Starting at the line that contains "Expected: one point per instance of the dense", print every remaining line of the entries, unchanged, and output nothing more.

========================

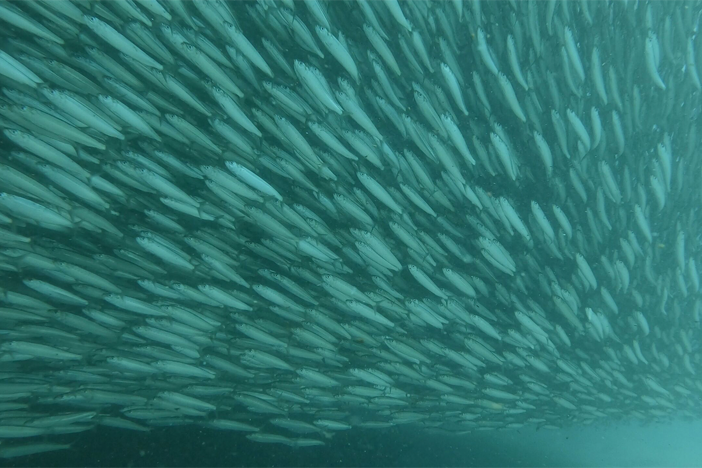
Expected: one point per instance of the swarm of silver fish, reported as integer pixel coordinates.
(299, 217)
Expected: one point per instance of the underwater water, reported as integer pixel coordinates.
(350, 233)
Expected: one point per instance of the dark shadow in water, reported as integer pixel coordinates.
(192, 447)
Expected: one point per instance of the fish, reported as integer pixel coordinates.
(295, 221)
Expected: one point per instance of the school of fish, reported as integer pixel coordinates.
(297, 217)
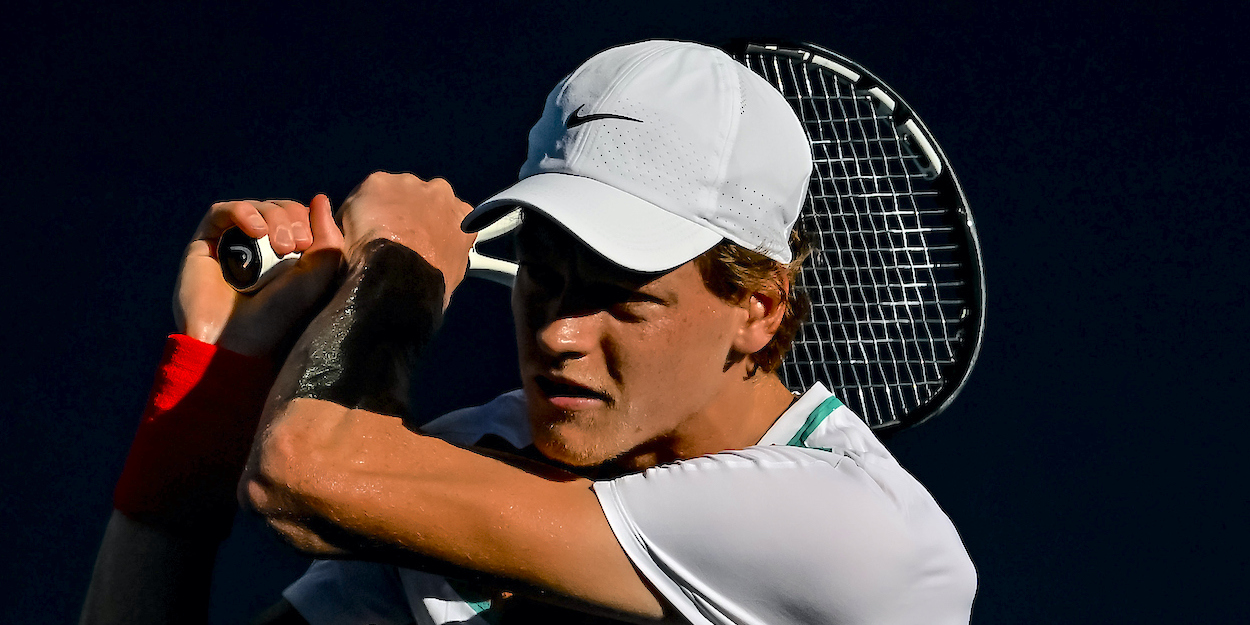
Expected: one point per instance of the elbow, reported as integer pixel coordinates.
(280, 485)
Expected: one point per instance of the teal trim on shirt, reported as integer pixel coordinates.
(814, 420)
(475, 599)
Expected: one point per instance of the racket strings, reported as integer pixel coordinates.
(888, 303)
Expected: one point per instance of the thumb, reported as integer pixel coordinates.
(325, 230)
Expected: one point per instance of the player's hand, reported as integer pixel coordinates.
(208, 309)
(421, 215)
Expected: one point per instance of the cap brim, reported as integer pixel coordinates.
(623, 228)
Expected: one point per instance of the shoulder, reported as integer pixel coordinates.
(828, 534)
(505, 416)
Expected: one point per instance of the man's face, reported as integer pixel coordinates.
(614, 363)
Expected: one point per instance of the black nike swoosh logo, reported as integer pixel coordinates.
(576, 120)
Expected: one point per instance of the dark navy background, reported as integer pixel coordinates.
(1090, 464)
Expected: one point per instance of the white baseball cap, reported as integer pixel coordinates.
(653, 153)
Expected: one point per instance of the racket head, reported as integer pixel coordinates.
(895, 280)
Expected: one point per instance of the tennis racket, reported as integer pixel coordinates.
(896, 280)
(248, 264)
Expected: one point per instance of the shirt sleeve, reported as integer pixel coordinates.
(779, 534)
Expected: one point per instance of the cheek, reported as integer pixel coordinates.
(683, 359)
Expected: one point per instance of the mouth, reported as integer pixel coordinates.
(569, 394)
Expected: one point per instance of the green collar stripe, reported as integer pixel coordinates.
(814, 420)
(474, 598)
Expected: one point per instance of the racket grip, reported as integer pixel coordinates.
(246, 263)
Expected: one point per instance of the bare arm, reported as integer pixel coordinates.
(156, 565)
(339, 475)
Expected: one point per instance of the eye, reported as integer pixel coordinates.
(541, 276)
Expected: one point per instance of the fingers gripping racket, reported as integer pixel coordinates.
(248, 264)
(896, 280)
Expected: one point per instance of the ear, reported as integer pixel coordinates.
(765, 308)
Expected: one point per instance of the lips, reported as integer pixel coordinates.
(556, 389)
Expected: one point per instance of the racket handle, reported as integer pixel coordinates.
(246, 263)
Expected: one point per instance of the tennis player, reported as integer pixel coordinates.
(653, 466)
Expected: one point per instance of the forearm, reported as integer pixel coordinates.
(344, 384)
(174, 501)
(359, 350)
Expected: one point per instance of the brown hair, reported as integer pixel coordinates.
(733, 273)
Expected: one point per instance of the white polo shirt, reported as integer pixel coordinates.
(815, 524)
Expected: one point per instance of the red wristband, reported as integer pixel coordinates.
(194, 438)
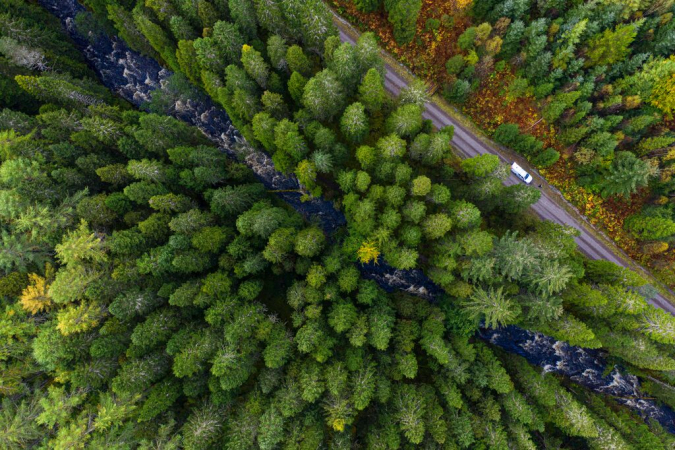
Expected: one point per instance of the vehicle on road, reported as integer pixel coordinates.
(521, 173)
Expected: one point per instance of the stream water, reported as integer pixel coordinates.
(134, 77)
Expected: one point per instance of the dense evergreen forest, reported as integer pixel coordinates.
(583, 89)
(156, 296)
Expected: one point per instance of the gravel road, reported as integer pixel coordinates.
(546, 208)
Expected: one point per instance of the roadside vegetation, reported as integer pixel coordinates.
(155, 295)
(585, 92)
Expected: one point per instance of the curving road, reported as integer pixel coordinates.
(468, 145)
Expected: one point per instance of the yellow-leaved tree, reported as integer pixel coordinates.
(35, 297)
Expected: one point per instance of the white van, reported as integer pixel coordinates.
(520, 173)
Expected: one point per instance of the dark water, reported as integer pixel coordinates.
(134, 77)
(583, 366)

========================

» Worked solution:
Expected: one point per instance of the dense evergreen forest, reported as integer pixel coordinates.
(583, 89)
(156, 296)
Expected: one point per instance of the gravel road, reported as integer pixel coordinates.
(546, 208)
Expected: one point per instance of the roadside vegetation, reported as integer pixel coordinates.
(155, 295)
(585, 92)
Expected: one point per instance of the curving road, reported as integer pixel coordinates.
(468, 145)
Expected: one point per instance of the yellow-leaved tree, reported as integer pixel coordinates.
(35, 297)
Expected: one point per instance of the white van, reported as integer pixel coordinates.
(520, 173)
Expected: one point per instance of the dark water, reported as integer pixel coordinates.
(134, 77)
(583, 366)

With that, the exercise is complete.